**TASK DETAILS**
Among the entries below, count the lines containing the string "tree". Only the count is needed.
===== RECORDS TO PROCESS =====
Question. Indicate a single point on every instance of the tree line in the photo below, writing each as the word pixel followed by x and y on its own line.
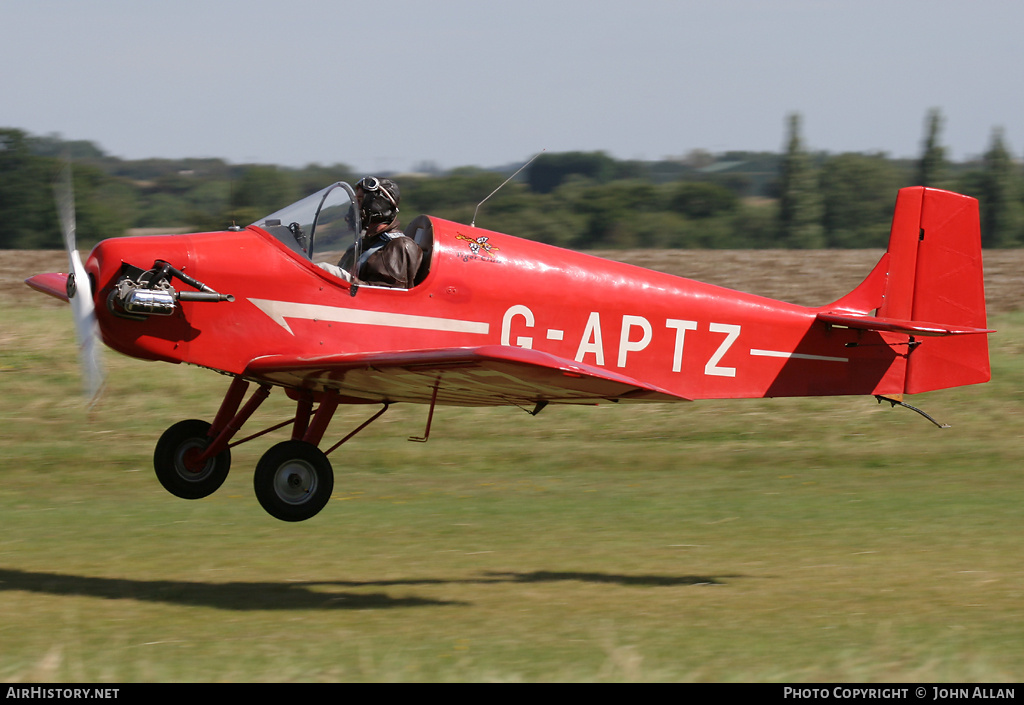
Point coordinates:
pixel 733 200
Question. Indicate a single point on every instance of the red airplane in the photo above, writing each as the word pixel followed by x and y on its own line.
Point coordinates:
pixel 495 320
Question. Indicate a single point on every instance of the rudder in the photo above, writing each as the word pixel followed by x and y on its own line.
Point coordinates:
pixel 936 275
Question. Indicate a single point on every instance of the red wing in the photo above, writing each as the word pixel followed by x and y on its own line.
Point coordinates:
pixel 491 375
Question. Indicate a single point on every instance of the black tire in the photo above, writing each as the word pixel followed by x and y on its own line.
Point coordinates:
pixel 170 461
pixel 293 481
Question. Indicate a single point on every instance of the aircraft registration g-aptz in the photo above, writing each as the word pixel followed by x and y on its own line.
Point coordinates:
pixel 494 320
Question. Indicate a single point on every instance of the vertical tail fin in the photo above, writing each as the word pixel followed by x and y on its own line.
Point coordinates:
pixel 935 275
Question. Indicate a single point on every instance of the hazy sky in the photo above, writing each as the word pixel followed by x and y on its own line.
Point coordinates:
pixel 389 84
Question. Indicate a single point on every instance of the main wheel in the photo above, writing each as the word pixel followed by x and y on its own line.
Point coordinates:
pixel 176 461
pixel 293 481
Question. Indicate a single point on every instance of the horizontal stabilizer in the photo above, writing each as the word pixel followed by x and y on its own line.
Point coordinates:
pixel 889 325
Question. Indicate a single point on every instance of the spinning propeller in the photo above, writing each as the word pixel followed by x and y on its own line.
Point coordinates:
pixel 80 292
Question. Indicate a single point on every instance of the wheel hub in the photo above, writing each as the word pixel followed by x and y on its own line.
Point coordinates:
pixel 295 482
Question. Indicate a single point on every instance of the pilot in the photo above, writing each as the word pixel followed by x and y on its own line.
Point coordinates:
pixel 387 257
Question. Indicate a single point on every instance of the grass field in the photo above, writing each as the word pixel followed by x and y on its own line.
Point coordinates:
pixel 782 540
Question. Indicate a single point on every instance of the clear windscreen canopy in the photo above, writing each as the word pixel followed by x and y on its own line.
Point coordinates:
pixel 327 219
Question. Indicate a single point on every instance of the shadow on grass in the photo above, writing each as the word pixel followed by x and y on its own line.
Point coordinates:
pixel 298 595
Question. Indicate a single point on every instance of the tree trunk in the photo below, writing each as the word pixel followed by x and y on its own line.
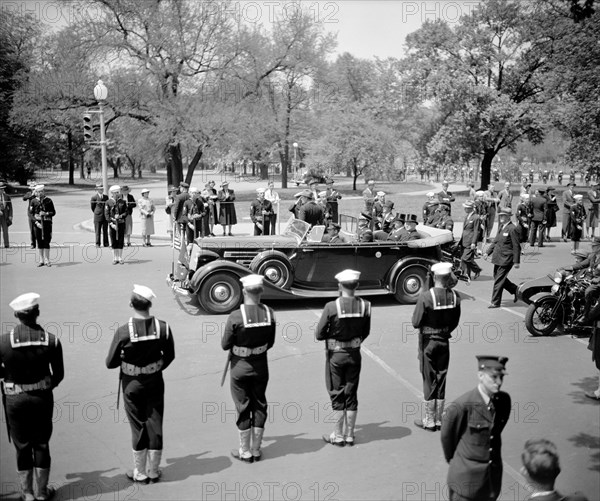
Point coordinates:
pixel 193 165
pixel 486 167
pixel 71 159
=====
**OUTPUT FOR THIS TASK**
2